- **What you have to do**: Reproduce everything from the line containing "Mark every instance of the tractor" down to the end of the records below, keeping the request unchanged but multiplying each point coordinate by 1.8 and rounding to whole numbers, with halves rounded up. Leave the picture out.

── Available data

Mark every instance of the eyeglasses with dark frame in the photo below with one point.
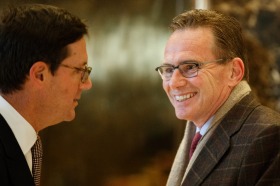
(85, 71)
(188, 69)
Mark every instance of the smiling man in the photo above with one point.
(43, 71)
(230, 138)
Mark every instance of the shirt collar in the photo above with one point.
(23, 131)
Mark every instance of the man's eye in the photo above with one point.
(189, 67)
(167, 69)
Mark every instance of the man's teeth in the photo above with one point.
(184, 97)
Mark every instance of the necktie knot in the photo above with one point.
(37, 154)
(195, 141)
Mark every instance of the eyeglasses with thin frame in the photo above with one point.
(188, 69)
(85, 71)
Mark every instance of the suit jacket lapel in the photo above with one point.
(219, 142)
(18, 168)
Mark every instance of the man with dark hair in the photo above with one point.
(43, 71)
(230, 138)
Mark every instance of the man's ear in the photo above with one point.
(38, 71)
(237, 71)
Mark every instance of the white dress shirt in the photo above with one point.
(23, 131)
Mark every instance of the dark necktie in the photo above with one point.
(195, 140)
(37, 154)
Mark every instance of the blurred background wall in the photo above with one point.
(126, 132)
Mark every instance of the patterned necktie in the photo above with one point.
(195, 140)
(37, 154)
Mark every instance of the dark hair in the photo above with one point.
(227, 32)
(31, 33)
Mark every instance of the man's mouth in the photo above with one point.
(184, 97)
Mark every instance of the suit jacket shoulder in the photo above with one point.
(14, 169)
(243, 149)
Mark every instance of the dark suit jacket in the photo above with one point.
(243, 150)
(14, 169)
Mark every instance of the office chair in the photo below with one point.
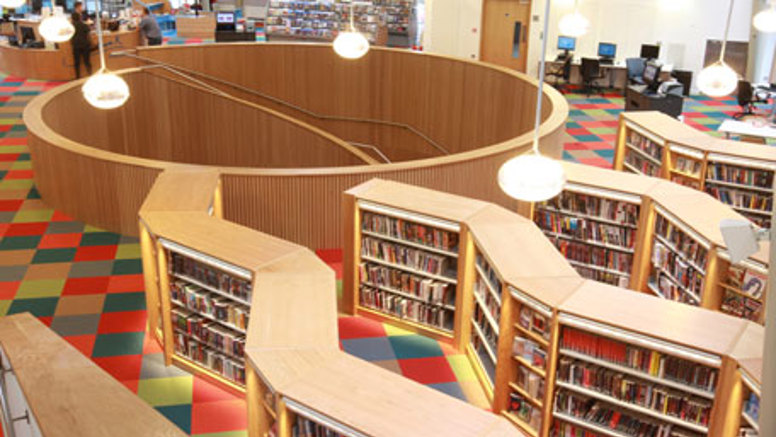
(635, 67)
(561, 72)
(747, 97)
(590, 70)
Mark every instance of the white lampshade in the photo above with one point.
(574, 24)
(351, 45)
(717, 80)
(765, 21)
(56, 28)
(532, 177)
(105, 91)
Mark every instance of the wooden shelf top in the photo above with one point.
(658, 318)
(70, 395)
(515, 247)
(418, 200)
(218, 238)
(182, 190)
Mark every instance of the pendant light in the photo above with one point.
(765, 20)
(532, 177)
(351, 44)
(574, 24)
(104, 90)
(56, 28)
(718, 79)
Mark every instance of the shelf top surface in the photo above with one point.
(641, 313)
(69, 395)
(417, 200)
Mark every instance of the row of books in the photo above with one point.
(424, 289)
(586, 230)
(407, 256)
(595, 256)
(529, 414)
(688, 166)
(606, 416)
(198, 299)
(195, 351)
(642, 164)
(596, 206)
(740, 175)
(210, 334)
(741, 198)
(635, 391)
(681, 242)
(210, 276)
(680, 271)
(409, 231)
(651, 362)
(646, 145)
(406, 309)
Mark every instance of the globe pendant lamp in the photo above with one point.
(574, 24)
(718, 79)
(532, 177)
(351, 44)
(765, 20)
(104, 90)
(56, 28)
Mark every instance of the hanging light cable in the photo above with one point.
(104, 90)
(532, 177)
(351, 44)
(718, 79)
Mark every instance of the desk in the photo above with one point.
(746, 129)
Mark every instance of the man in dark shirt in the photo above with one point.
(150, 29)
(82, 45)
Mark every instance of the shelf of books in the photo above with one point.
(408, 268)
(677, 270)
(750, 410)
(611, 382)
(744, 184)
(210, 306)
(643, 152)
(595, 229)
(743, 287)
(532, 351)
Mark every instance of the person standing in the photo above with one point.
(82, 45)
(150, 29)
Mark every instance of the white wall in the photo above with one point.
(681, 26)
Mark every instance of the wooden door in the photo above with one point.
(505, 32)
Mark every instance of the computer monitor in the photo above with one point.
(607, 50)
(650, 51)
(567, 43)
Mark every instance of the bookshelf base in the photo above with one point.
(408, 325)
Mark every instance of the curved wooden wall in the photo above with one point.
(301, 204)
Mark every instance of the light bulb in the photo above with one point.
(12, 4)
(532, 177)
(56, 28)
(105, 90)
(351, 45)
(717, 80)
(574, 24)
(765, 21)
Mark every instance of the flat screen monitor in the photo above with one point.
(650, 51)
(607, 50)
(566, 43)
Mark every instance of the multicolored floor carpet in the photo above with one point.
(87, 284)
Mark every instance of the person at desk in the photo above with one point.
(149, 28)
(82, 44)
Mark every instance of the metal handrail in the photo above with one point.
(282, 102)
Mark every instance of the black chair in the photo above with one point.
(561, 73)
(590, 70)
(747, 97)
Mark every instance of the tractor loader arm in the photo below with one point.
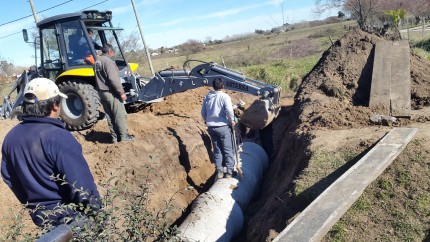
(257, 116)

────

- **Answer in full**:
Mark every instance of the tractor loader arm in the photo below with one point.
(463, 209)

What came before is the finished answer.